### Aim of the task
Rewrite the entries below, replacing every "tea light candle" with "votive candle" and leaving everything else unchanged. Omit the pictures from your answer.

### Record set
◇ ◇ ◇ ◇ ◇ ◇ ◇

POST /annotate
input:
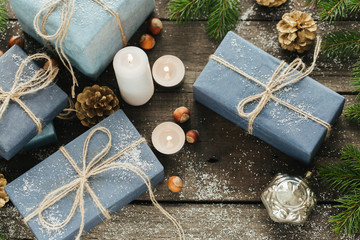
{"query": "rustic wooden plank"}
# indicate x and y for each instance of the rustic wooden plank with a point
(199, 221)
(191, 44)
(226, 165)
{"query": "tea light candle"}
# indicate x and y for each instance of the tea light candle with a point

◇ ◇ ◇ ◇ ◇ ◇ ◇

### Task response
POST /annotate
input:
{"query": "rustic wooden plank"}
# indicate x and y for each instance of the rustic wooden plank with a point
(199, 221)
(191, 44)
(226, 165)
{"query": "votive candle"}
# indicate x and y for each instance of the votive candle with a point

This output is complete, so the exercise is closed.